## START

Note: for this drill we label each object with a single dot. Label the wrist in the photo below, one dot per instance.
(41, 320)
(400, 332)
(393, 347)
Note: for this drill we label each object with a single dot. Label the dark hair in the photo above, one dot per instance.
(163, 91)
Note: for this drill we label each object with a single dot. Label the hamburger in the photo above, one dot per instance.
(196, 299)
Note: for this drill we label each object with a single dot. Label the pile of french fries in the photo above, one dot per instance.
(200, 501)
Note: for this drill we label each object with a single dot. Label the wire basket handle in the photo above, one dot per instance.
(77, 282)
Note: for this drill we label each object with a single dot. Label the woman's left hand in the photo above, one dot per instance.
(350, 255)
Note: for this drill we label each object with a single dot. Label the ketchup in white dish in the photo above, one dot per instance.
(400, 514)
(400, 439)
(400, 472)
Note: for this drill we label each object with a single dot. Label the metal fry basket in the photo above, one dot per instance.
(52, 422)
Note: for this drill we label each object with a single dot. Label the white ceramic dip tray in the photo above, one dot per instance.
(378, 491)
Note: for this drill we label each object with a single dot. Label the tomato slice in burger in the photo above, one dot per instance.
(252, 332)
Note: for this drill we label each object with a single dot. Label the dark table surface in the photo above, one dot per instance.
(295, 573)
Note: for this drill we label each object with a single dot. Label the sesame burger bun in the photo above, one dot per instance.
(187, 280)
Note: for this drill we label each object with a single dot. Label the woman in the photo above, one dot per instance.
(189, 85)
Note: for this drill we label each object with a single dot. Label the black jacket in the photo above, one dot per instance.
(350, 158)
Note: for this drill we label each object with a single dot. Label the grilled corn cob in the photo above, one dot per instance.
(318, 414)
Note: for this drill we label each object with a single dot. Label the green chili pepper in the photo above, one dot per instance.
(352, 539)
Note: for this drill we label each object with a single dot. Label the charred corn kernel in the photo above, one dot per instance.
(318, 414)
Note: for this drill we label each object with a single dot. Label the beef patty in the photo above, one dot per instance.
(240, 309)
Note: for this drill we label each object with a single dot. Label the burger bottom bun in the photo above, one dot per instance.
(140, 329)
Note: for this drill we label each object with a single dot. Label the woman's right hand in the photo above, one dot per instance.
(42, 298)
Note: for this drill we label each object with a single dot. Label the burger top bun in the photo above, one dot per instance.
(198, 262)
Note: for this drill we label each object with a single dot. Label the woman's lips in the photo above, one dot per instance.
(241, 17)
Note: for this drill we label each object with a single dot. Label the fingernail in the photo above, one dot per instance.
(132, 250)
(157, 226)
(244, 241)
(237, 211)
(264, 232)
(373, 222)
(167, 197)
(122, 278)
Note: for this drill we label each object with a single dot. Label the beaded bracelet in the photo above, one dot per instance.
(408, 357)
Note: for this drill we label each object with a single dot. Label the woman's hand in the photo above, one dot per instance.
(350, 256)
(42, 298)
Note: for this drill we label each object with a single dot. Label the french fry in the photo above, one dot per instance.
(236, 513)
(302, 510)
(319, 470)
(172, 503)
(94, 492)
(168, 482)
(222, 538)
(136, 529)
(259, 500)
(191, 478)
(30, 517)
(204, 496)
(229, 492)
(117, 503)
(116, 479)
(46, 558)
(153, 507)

## END

Task objective -> Reproduce every line from the one containing "Label the charred" through the end of the items, keeping all wording as is. Multiply each coordinate in the answers by 2.15 and round to the nearest whole number, with halves rounded up.

Correct result ->
Note: for this drill we label each object with a single dot. Label the charred corn kernel in the photo above, one dot per instance.
(684, 890)
Note: for this drill we label each object with a single dot. Label the beef patty in the photo above, one dot per instance.
(516, 664)
Note: for this drill we label each object with a single dot. Label the burger bottom bun in the photo above, one dot per instance.
(301, 707)
Note: for this drill we label each object with a single dot. Label the woman's right hand in the photo above, one dot per instance.
(90, 641)
Note: for this drill we label each object with a single dot. Label the burger top bun in the photo above, one dot per instance.
(426, 563)
Note: for this drill we label each object with a single dot. Label the woman's lips in the photo above, one dot per instance.
(518, 37)
Note: for this drill we label each object with a single dot. Label the fingernail in the photo above, one dot per instance.
(284, 538)
(338, 486)
(525, 518)
(510, 454)
(568, 499)
(802, 477)
(359, 424)
(262, 598)
Note: for this drill we label each object with a single dot. Label the beaded bracelet in the photo above, one dot per instance.
(877, 768)
Note: for this drill we label each object with a single dot. Label the woman's hand in the photo above, one dot per instance.
(753, 550)
(90, 641)
Note: for this drill we label each object with a single dot. Label the french fry in the photo above, one dot per instance.
(507, 1103)
(649, 1097)
(686, 1011)
(370, 1081)
(202, 1058)
(361, 1036)
(477, 1157)
(292, 1137)
(557, 1075)
(411, 1028)
(65, 1112)
(439, 1066)
(492, 1058)
(252, 1081)
(249, 1030)
(99, 1200)
(329, 1090)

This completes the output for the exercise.